# [AUFGABE A]
Wie viel Gewicht hat Olliruh laut dem Forenthread verloren?

# [TEXTAUSZUG]
---------------

# Ich hab was verloren !



## Olliruh (17. Oktober 2010)

Shi-Sha-Shalom Liebe Buffies,
in Anlehnung an den " Ich hab da was neues Thread" möchte ich einen "Ich hab da was verloren"-Thread öffnen.
Es läuft gleich wie im andern Thread einfach nur kurz posten was ihr verloren habt und wieso oder mit begründung.
Ich bitte euch , haltet euch bitte mit "Polen-Witzen" zurück... 


Ich fang mal an :

0.8kilo ich komme meinem Wettgewicht näher *__*


----------



## MasterXoX (17. Oktober 2010)

Ich hab meine Schlüssel verloren  
Kommt davon wenn man immer alles irgendwo hinfeffert


----------



## Skatero (17. Oktober 2010)

Ich habe mein Velo verloren. Eigentlich wurde es geklaut. -.-


----------



## Sh1k4ri (17. Oktober 2010)

Ich hab meine 3. InstallationsCD von Gothic 2 verloren *_______________________*


----------



## TheEwanie (19. Oktober 2010)

Ich hab die Hülle + Key von Nfs Most Wanted verloren., muss ich jetzt illegal werden?


----------



## Reflox (19. Oktober 2010)

Meine Two Worlds Game of the Year Edition. Zwar nicht richtig verloren.Aber man es nur 4 mal installieren kann.


----------



## Dracun (19. Oktober 2010)

vor 12 Jahren meine Unschuld  und bis jetzt immer noch nicht wieder gefunden


----------



## sirspoof (2. November 2010)

Habe mein Feuer veroren... NEEEEEIN ^^


----------



## Gfiti (7. November 2010)

Antenne vom Auto -.- 

Sch/$&  $%$§%§?&$§!


----------



## Norica (14. November 2010)

Autoschlüssel 
: ( weil ich immer alles irgendwo hinleg ....


----------



## Arosk (14. November 2010)

Sh1k4ri schrieb:


> Ich hab meine 3. InstallationsCD von Gothic 2 verloren *_______________________*



 Kannst meine DVD haben.


----------



## schneemaus (23. November 2010)

Hab mein Navi verlorn, obwohl nein, eigentlich wurde es mir geklaut. An der Uniklinik im Krankenwagen. Danke auch, das war mein privates! 

Verloren hab ich in letzter Zeit meinen Vierfarbkuli, den ich seit über 2 Jahren hatte - echt praktisch so ein Teil dabeizuhaben, dann kann der Notarzt in ner anderen Farbe schreiben als ich 

Ja, und verloren hab ich auch meinen Kuli mit integrierter Pupillenleuchte von der RettMobil :/ Der war WIRKLICH praktisch, weil aus unerfindlichen Gründen unsere Pupillenleuchten ständig aus den Autos und Rucksäcken verschwinden und im Lager Dauerebbe an den Dingern herrscht - Oder sie gehen mitten in der Schicht kaputt, auch schon passiert. Ja, den hätt ich gern behalten, der war toll :/


----------



## Kuya (29. Dezember 2010)

Ich hab meinen Verstand verloren, (schon bei meiner Geburt^^).
Den konnte bis heute Niemand finden.

---------------

# [EXTRAHIERTE INFORMATIONEN]
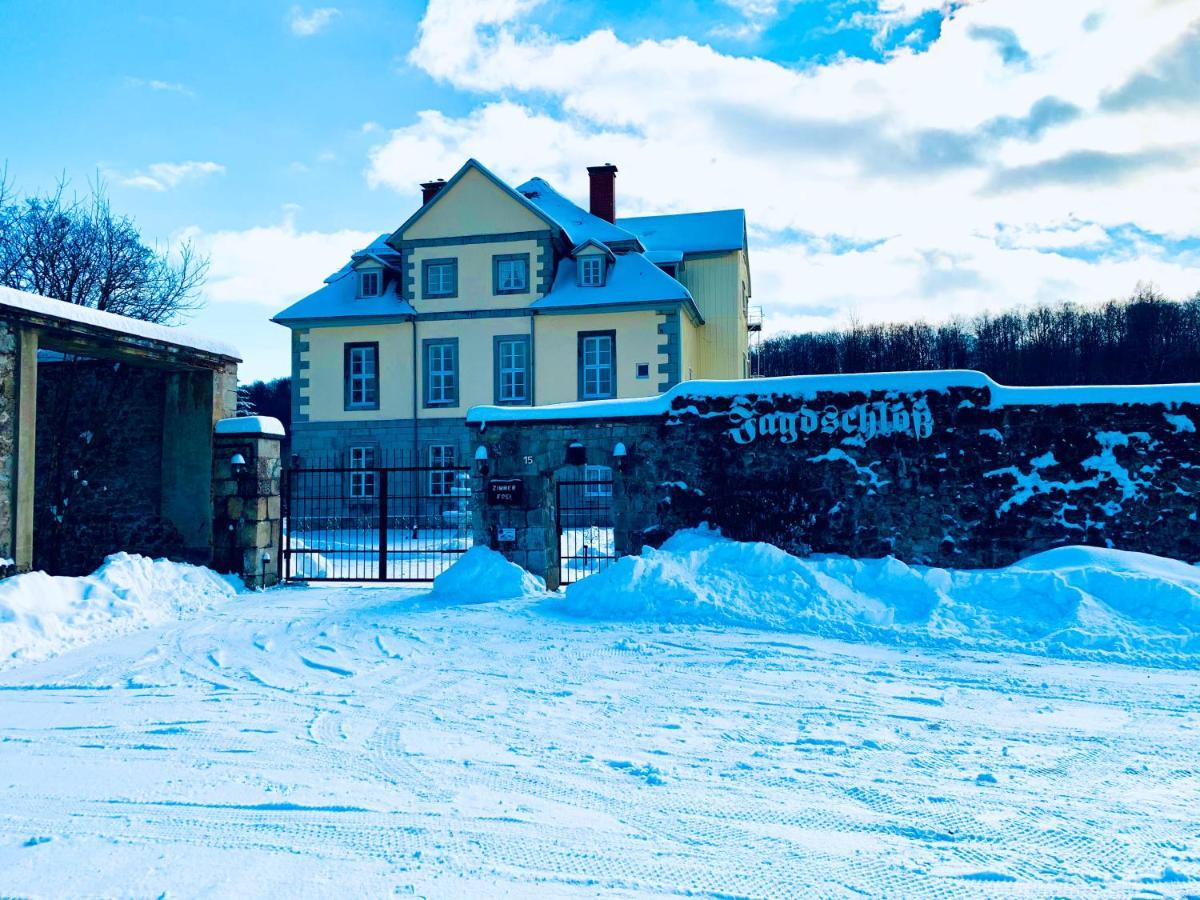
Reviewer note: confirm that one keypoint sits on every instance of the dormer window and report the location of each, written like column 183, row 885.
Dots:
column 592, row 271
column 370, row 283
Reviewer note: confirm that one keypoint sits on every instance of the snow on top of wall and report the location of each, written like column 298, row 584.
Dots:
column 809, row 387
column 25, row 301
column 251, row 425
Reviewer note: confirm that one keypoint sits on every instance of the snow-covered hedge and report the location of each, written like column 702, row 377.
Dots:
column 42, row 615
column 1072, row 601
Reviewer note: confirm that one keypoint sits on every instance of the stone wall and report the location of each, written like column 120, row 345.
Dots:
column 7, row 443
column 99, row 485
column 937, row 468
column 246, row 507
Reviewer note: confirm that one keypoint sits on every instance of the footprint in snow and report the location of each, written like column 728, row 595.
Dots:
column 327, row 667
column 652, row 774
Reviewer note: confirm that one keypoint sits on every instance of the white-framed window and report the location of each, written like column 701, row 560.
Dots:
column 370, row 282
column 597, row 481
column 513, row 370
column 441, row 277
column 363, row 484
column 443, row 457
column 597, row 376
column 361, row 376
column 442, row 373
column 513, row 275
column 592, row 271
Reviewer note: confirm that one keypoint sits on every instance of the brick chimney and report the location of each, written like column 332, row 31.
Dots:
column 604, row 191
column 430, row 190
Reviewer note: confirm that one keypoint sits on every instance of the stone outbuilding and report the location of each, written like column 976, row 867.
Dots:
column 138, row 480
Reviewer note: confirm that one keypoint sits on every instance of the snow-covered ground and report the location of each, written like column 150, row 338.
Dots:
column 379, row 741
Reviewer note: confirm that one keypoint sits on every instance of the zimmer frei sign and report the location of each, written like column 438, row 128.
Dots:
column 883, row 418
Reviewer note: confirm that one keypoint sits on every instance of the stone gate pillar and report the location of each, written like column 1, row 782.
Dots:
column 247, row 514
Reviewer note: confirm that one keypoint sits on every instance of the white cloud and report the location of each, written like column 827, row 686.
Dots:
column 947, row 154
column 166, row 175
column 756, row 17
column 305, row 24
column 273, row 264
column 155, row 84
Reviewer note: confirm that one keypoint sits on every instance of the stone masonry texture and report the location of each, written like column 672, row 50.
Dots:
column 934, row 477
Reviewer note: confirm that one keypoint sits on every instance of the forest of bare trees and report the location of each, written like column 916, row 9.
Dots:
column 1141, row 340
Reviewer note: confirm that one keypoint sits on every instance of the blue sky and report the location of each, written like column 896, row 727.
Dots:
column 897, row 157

---------------

# [AUFGABE B]
Übernimm die Zeilen der Auflistung unverändert, beginnend mit der Zeile, die „916, row 9.“ enthält, und weiter bis einschließlich der letzten Zeile der Auflistung.

# [SCHRIFTLICHE LÖSUNG A]
0.8 Kilo.

# [SCHRIFTLICHE LÖSUNG B]
Reviewer note: confirm that one keypoint sits on every instance of the forest of bare trees and report the location of each, written like column 916, row 9.
Dots:
column 1141, row 340
Reviewer note: confirm that one keypoint sits on every instance of the blue sky and report the location of each, written like column 896, row 727.
Dots:
column 897, row 157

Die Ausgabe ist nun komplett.